[Natural-language object grounding data]
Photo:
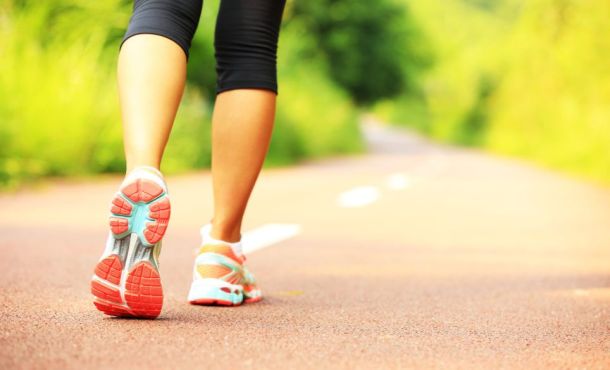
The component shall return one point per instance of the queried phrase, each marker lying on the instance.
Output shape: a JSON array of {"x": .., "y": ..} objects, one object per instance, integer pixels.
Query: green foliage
[
  {"x": 373, "y": 49},
  {"x": 59, "y": 112},
  {"x": 56, "y": 101},
  {"x": 525, "y": 78}
]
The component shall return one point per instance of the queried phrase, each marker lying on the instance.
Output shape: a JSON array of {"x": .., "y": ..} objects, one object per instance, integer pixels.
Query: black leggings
[{"x": 245, "y": 40}]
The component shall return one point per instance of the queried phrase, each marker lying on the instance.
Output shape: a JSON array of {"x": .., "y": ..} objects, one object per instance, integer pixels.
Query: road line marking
[
  {"x": 398, "y": 181},
  {"x": 358, "y": 197},
  {"x": 267, "y": 235}
]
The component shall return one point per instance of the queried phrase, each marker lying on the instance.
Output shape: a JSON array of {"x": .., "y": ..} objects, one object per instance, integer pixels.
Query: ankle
[{"x": 226, "y": 232}]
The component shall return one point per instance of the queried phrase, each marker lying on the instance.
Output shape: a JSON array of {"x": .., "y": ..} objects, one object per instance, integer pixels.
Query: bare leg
[
  {"x": 151, "y": 73},
  {"x": 241, "y": 129}
]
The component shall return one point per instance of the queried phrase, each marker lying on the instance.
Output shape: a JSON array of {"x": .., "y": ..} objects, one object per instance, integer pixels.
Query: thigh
[{"x": 246, "y": 37}]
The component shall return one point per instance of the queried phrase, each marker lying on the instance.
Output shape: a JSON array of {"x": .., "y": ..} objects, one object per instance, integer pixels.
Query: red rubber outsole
[{"x": 143, "y": 291}]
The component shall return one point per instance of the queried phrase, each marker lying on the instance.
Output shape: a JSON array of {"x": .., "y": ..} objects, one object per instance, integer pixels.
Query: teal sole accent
[{"x": 138, "y": 218}]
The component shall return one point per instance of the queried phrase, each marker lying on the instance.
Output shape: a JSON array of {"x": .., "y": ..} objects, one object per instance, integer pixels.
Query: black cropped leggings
[{"x": 245, "y": 40}]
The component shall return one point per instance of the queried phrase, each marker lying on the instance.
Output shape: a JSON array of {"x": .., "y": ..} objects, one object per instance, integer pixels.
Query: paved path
[{"x": 412, "y": 256}]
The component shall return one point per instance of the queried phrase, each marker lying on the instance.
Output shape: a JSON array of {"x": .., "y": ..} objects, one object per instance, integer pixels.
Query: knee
[
  {"x": 245, "y": 42},
  {"x": 176, "y": 20}
]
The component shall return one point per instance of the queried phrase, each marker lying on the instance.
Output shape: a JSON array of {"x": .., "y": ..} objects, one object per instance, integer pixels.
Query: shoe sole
[
  {"x": 217, "y": 292},
  {"x": 126, "y": 280}
]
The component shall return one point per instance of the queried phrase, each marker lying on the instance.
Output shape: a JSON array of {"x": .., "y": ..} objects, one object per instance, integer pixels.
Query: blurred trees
[
  {"x": 373, "y": 49},
  {"x": 524, "y": 78}
]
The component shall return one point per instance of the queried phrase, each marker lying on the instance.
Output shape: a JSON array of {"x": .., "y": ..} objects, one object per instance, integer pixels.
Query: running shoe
[
  {"x": 220, "y": 277},
  {"x": 126, "y": 280}
]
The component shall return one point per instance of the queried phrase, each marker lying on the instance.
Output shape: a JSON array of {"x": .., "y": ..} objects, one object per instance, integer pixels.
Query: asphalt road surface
[{"x": 414, "y": 255}]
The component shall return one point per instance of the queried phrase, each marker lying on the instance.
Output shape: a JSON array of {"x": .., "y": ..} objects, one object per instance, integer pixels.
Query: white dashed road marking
[{"x": 268, "y": 235}]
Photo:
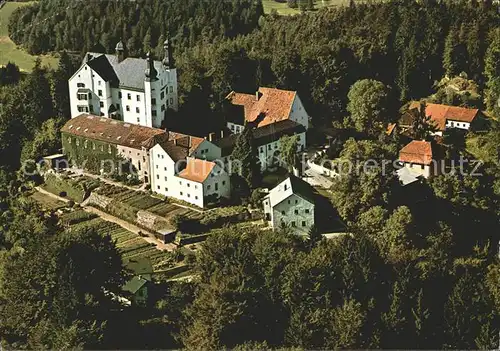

- _Task objective_
Repeat every entry above exactly as written and omit any pictures it holds.

- _Answer space_
Photo:
The component shall return one point per instance of the queried phrase, each marker lying on the instance.
Output shape: a JSON array of {"x": .., "y": ..} objects, one object per instance, integer pixels.
Query: green foliage
[
  {"x": 373, "y": 49},
  {"x": 59, "y": 112},
  {"x": 56, "y": 101},
  {"x": 525, "y": 78}
]
The component shall return one point per instance of the queried phrase, each marker lying on the instance.
Output shape: a JSON array of {"x": .., "y": ..} objects, one object per instance, integer pixels.
Query: black leggings
[{"x": 245, "y": 40}]
The component shall return one point per instance of the queried phrase, each marker lying on the instance.
Output shape: a JSON array of {"x": .., "y": ..} objects, one object per instance, integer pixels.
Query: road line marking
[
  {"x": 398, "y": 181},
  {"x": 358, "y": 197},
  {"x": 267, "y": 235}
]
The component shall return one point per instance of the queried phrase, each marker lying on the instance.
Output shape: a JSON array of {"x": .., "y": ..} objects, one object per instance, integer pixels.
Query: ankle
[{"x": 226, "y": 232}]
The component shall return one point per instance of the queried phrase, each marker lying on the instance.
Output shape: a JSON array of {"x": .., "y": ..} objects, one object per instance, integer pixels.
Query: bare leg
[
  {"x": 151, "y": 73},
  {"x": 241, "y": 129}
]
The component shall return one point per instance of the queried phrase, each marker lying on the instance.
Output shape: a JSON array of {"x": .., "y": ..} objects, one object per instance, integer pixels.
Query: thigh
[{"x": 246, "y": 37}]
The component shall return one point per instance of the queried phrase, each marker lying on the instance.
Output shape: a JSON array of {"x": .., "y": ..} objects, one object per instance, integer pixels.
Query: red rubber outsole
[{"x": 143, "y": 291}]
The component shall return one point per instance of the queried phrase, each marker lying on the instance.
Output shape: a JSON array of {"x": .., "y": ..} objects, one object per instance, integer pixels.
Query: teal sole accent
[{"x": 138, "y": 218}]
The component shall return one point per instance of the queried phrase, each marker lying on the instance.
Output shape: a JSON array of {"x": .., "y": ..} objects, one object per instance, integer pixels.
Query: black cropped leggings
[{"x": 245, "y": 40}]
The component shall return one point per instance of the queried phrase, each marker lying on the instance.
Output shape: a JSON array of {"x": .., "y": ..} objects, one object per instance, integer pixels.
Query: paved path
[{"x": 412, "y": 256}]
The component shall return one point per instance of the queried phrase, each marker lying on the instance.
Output shape: a JSON array of {"x": .., "y": ..} objects, one object per instance, integer pixels.
Query: knee
[
  {"x": 245, "y": 42},
  {"x": 176, "y": 20}
]
The component shall return one point per instance of the queried phrase, each marker lying on the instance.
Output shape: a JSON array of {"x": .., "y": ..} objects, one object per instance, integer pixels.
Query: shoe sole
[
  {"x": 217, "y": 292},
  {"x": 126, "y": 280}
]
The component shall return one point per instance of the queried phrase, each marker lying on the instance.
Output shape: a JSON array of {"x": .., "y": ..} objects, one object per instance, integer pixels.
Query: blurred trees
[
  {"x": 373, "y": 49},
  {"x": 524, "y": 78}
]
The component shall return one point per instance of the queried phrase, each marker lying on the instance.
Output shape: a JSON array of {"x": .., "y": ..} objects, one object per instance, integer pixels.
Query: running shoe
[
  {"x": 220, "y": 277},
  {"x": 126, "y": 280}
]
The component shall return one point per instance of the queried phrase, each marker lying on the instance.
Output shape: a JSON array of {"x": .., "y": ..} objects, one object per instance, integer pixels.
Query: asphalt road surface
[{"x": 414, "y": 255}]
The component shall return one point per instance of the queried phrase, each marker lying on the instance.
Output shape: a JSON array of {"x": .., "y": ..} objects, one object per instance, integer pixels.
Query: white dashed road marking
[{"x": 268, "y": 235}]
Photo:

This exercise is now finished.